── Working data
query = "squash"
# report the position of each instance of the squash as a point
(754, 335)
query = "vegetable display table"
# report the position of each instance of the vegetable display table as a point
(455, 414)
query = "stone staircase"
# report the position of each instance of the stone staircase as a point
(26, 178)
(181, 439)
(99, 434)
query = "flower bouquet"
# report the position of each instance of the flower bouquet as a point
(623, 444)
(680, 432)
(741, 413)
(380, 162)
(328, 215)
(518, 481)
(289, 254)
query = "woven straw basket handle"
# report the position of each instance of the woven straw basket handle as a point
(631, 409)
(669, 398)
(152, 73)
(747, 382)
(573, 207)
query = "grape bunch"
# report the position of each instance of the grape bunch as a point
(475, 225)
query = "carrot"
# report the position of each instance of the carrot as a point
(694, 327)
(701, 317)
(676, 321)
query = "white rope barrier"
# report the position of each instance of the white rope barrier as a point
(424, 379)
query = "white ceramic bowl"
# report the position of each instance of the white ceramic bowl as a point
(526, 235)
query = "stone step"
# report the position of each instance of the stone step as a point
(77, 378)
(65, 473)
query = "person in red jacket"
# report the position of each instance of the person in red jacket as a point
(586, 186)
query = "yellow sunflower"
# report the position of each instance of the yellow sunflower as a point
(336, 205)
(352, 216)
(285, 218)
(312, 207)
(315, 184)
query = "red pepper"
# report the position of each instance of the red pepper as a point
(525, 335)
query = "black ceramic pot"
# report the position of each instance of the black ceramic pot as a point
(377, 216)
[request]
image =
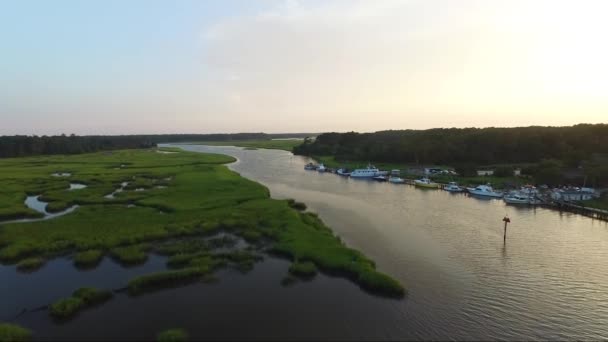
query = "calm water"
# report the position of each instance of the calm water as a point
(548, 282)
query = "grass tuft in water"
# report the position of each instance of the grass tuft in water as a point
(81, 299)
(13, 333)
(304, 269)
(30, 264)
(173, 335)
(89, 258)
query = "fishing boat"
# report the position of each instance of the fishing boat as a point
(380, 178)
(310, 166)
(453, 187)
(396, 180)
(369, 172)
(485, 190)
(426, 183)
(516, 197)
(343, 172)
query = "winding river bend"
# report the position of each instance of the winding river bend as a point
(549, 281)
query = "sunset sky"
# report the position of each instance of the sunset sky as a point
(141, 66)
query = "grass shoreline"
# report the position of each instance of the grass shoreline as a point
(199, 197)
(286, 145)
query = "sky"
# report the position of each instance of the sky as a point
(149, 66)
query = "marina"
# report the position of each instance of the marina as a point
(561, 199)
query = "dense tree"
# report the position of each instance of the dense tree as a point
(481, 146)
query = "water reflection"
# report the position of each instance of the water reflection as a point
(547, 282)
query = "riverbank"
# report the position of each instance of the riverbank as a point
(178, 204)
(274, 144)
(497, 182)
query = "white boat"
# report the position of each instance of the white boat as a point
(426, 183)
(453, 187)
(369, 172)
(485, 190)
(516, 197)
(396, 180)
(343, 172)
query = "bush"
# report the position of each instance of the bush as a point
(66, 307)
(80, 299)
(303, 269)
(88, 258)
(91, 296)
(163, 279)
(12, 332)
(130, 255)
(30, 264)
(172, 335)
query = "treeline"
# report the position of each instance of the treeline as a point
(21, 145)
(478, 145)
(581, 146)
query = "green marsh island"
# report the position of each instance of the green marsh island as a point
(188, 207)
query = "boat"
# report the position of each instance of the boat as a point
(485, 190)
(380, 178)
(343, 172)
(426, 183)
(453, 187)
(516, 197)
(310, 166)
(396, 180)
(369, 172)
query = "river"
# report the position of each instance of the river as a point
(548, 281)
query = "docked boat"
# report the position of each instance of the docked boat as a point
(426, 183)
(453, 187)
(396, 180)
(380, 178)
(343, 172)
(310, 166)
(369, 172)
(485, 190)
(516, 197)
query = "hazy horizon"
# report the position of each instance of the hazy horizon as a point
(273, 66)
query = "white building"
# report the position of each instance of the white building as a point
(485, 172)
(570, 195)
────
Required action: All of the entries above should be duplicated exactly, except for the pictures.

Result:
query = "squash"
# report the position of each instance of the squash as a point
(754, 335)
query = "vegetable display table"
# report the position of each instance of the vegetable display table as a point
(455, 414)
query = "stone staircase"
# report the position of each instance of the stone staircase as a point
(26, 178)
(181, 439)
(99, 434)
query = "flower bouquet"
# report the position of each instance of the flower bouquet as a point
(623, 444)
(680, 432)
(741, 413)
(380, 162)
(328, 215)
(518, 481)
(289, 254)
query = "woven straw basket handle"
# report the position of each instance of the woven straw basket handle as a point
(631, 409)
(669, 398)
(152, 73)
(747, 382)
(573, 207)
query = "grape bunch"
# report the position of each instance of the grape bunch as a point
(475, 225)
query = "carrot"
# report the position of each instance of the carrot as a point
(694, 327)
(701, 317)
(676, 321)
query = "white rope barrier"
# report the position of each instance of the white rope barrier as a point
(424, 379)
query = "white ceramic bowl"
# report the position of each instance of the white ceramic bowl as a point
(526, 235)
query = "stone step"
# report the position of each instance of the stone step as a point
(77, 378)
(65, 473)
query = "person in red jacket"
# report the position of each instance of the person in red jacket as a point
(586, 186)
query = "yellow sunflower"
# report the position of each instance of the yellow sunflower as a point
(336, 205)
(352, 216)
(285, 218)
(312, 207)
(315, 184)
query = "red pepper"
# report the position of each instance of the red pepper as a point
(525, 335)
query = "black ceramic pot"
# report the position of each instance of the black ceramic pot as a point
(377, 216)
[request]
image =
query = "calm water"
# report the position of each instance of the calm water as a point
(548, 282)
query = "grass tuft in water"
# report the position of each instance of the grass tuft in water as a point
(81, 299)
(13, 333)
(304, 269)
(30, 264)
(173, 335)
(89, 258)
query = "fishing boat"
# report the position of each instance of the fishing boat as a point
(380, 178)
(310, 166)
(453, 187)
(396, 180)
(369, 172)
(485, 190)
(426, 183)
(516, 197)
(343, 172)
query = "winding river bend"
# report the position of each instance of the winding river bend as a point
(549, 281)
query = "sunset sky"
# report the position of each instance of the sunset sky as a point
(141, 66)
query = "grass shoreline"
# report the position of each instance of the grass shoreline as a point
(199, 197)
(286, 145)
query = "sky"
# report the position of each instance of the sky as a point
(149, 66)
query = "marina"
# report the position of each instance of the marina as a point
(561, 199)
query = "dense tree"
# report the position of each instance of the dense tree as a point
(481, 146)
query = "water reflection"
# report the position of each instance of the water reflection as a point
(547, 282)
query = "riverbank"
# report the position of each instance of the riverbank as a point
(178, 204)
(274, 144)
(497, 182)
query = "white boat"
# report the position of each instance of the white boat as a point
(426, 183)
(453, 187)
(369, 172)
(485, 190)
(516, 197)
(396, 180)
(343, 172)
query = "bush"
# report the position of each instance of the bush as a point
(66, 307)
(80, 299)
(303, 269)
(88, 258)
(91, 296)
(163, 279)
(12, 332)
(130, 255)
(30, 264)
(172, 335)
query = "treeline"
# report the position of each instance of the treeline as a point
(21, 145)
(478, 145)
(581, 146)
query = "green marsh island"
# report the position of each instance of the green marsh island as a point
(188, 207)
query = "boat"
# report the position of each instance of the boat as a point
(485, 190)
(380, 178)
(343, 172)
(426, 183)
(453, 187)
(516, 197)
(310, 166)
(396, 180)
(369, 172)
query = "river"
# report the position of each instance of the river as a point
(548, 281)
query = "docked boat"
# report the position of each instance of the docked boat as a point
(426, 183)
(453, 187)
(396, 180)
(380, 178)
(343, 172)
(310, 166)
(369, 172)
(485, 190)
(516, 197)
query = "hazy horizon"
# report the position of each instance of the hazy horizon as a point
(273, 66)
query = "white building"
# report the position of each instance of the white building as a point
(485, 172)
(570, 195)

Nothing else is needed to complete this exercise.